### [WHAT IS EXPECTED]
What you give back should match the listing word for word.

### [DATA TO USE]
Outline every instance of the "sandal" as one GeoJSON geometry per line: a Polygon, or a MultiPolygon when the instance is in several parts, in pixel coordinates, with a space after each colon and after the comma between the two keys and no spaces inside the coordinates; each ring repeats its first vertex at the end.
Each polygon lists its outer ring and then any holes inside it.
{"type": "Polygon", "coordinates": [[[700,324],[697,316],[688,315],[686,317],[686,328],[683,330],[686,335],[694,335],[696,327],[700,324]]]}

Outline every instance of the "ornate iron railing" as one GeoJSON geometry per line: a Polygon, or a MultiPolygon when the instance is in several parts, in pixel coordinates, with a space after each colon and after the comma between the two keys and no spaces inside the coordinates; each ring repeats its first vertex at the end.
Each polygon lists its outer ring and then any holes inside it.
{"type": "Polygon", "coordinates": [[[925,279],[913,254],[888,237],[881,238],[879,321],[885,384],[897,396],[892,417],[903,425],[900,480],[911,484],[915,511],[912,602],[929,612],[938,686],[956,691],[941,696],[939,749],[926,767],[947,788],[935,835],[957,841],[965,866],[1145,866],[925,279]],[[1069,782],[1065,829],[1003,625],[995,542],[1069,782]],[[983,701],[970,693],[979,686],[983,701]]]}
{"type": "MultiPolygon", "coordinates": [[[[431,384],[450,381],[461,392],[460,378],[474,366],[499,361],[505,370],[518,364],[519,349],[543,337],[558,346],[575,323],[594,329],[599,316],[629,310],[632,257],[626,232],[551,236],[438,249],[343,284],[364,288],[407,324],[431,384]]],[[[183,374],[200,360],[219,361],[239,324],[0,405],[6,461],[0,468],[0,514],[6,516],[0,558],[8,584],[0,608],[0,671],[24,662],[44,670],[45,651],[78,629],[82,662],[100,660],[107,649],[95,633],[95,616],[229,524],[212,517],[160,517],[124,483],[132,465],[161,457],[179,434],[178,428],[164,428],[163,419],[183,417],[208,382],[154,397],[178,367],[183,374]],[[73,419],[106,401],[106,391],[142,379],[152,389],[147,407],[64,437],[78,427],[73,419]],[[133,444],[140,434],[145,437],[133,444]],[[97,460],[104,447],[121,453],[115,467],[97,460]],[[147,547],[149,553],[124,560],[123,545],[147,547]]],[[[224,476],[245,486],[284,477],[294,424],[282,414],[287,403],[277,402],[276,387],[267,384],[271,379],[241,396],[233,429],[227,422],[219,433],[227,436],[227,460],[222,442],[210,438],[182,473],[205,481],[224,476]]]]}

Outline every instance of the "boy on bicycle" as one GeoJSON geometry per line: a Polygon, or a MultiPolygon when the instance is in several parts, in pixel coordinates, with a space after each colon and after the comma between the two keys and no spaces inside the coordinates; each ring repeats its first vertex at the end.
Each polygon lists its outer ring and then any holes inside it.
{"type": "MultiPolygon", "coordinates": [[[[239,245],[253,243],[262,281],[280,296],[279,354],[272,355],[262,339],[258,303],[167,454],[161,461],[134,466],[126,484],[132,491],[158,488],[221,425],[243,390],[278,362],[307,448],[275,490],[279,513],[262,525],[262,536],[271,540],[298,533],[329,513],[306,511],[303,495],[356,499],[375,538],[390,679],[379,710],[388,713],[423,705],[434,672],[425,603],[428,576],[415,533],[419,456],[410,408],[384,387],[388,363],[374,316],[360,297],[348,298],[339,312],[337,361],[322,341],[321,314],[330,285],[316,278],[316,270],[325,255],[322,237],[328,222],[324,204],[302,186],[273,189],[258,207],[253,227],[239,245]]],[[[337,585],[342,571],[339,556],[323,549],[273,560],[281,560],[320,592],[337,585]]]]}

### [EXERCISE ANSWER]
Outline every instance of the "sandal" as one GeoJSON geometry per line: a Polygon, or a MultiPolygon when the instance is in several parts, in pixel coordinates, with a space after each colon and after the comma between the two keys and no spaces inside the coordinates; each ring repeats its first vertex at the end.
Each polygon lists its outer ring and then any holes inside it.
{"type": "Polygon", "coordinates": [[[700,324],[697,316],[688,315],[686,317],[686,328],[683,330],[686,335],[694,335],[696,327],[700,324]]]}

Outline every instance of the "ornate iron railing" as one GeoJSON geometry per line: a Polygon, or a MultiPolygon when the instance is in several parts, in pixel coordinates, with a space after each colon and after the comma between the two keys and no spaces inside the coordinates; each ring repeats its first vertex at the end.
Each polygon lists its outer ring and then any holes inside it.
{"type": "Polygon", "coordinates": [[[925,279],[913,254],[888,237],[881,238],[879,321],[885,384],[897,396],[892,417],[903,425],[900,480],[911,484],[915,511],[912,602],[929,612],[938,686],[956,691],[941,696],[939,749],[926,767],[947,788],[935,835],[957,841],[965,866],[1145,866],[925,279]],[[1069,782],[1065,829],[1003,625],[995,542],[1069,782]],[[983,701],[970,693],[979,686],[983,701]]]}
{"type": "MultiPolygon", "coordinates": [[[[431,384],[450,381],[461,392],[460,378],[474,366],[499,361],[505,370],[518,364],[519,349],[543,337],[558,346],[575,323],[594,329],[599,316],[629,310],[632,257],[626,232],[551,236],[438,249],[343,284],[364,288],[407,324],[431,384]]],[[[183,374],[200,360],[219,361],[239,324],[0,405],[6,461],[0,468],[0,514],[6,516],[0,558],[8,584],[0,608],[0,671],[24,662],[44,670],[45,651],[78,629],[82,662],[100,660],[107,649],[95,633],[95,616],[229,524],[212,517],[160,517],[124,483],[132,465],[161,457],[179,434],[178,428],[164,428],[163,419],[183,417],[208,382],[154,397],[178,367],[183,374]],[[73,419],[106,401],[106,391],[142,379],[152,389],[147,407],[64,437],[78,427],[73,419]],[[133,444],[140,434],[145,437],[133,444]],[[97,460],[104,447],[121,453],[115,467],[97,460]],[[147,547],[149,553],[124,560],[123,545],[147,547]]],[[[224,476],[245,486],[284,477],[294,424],[282,414],[287,403],[277,402],[276,387],[267,384],[271,379],[241,396],[233,429],[227,422],[219,433],[227,436],[227,460],[222,442],[210,438],[182,473],[205,481],[224,476]]]]}

Outline every instance of the "boy on bicycle" as one GeoJSON geometry per line: a Polygon, or a MultiPolygon when the instance is in several parts, in pixel coordinates, with a space after each colon and after the comma between the two keys and no spaces inside the coordinates; each ring repeats its first vertex at the end.
Each polygon lists its outer ring and then any holes inside it.
{"type": "MultiPolygon", "coordinates": [[[[239,245],[253,243],[262,281],[280,296],[279,354],[272,355],[262,339],[258,303],[167,454],[161,461],[134,466],[126,484],[132,491],[158,488],[221,425],[243,390],[278,362],[307,448],[275,490],[279,513],[262,525],[262,536],[271,540],[298,533],[329,513],[306,511],[303,495],[356,499],[375,538],[390,679],[379,710],[388,713],[423,705],[434,672],[425,603],[428,576],[415,533],[419,456],[410,408],[384,387],[388,363],[374,316],[360,297],[348,298],[339,312],[337,361],[322,341],[321,314],[330,285],[316,278],[316,270],[325,255],[322,237],[328,222],[324,204],[302,186],[273,189],[258,207],[253,227],[239,245]]],[[[337,585],[342,571],[339,556],[323,549],[273,560],[281,560],[320,592],[337,585]]]]}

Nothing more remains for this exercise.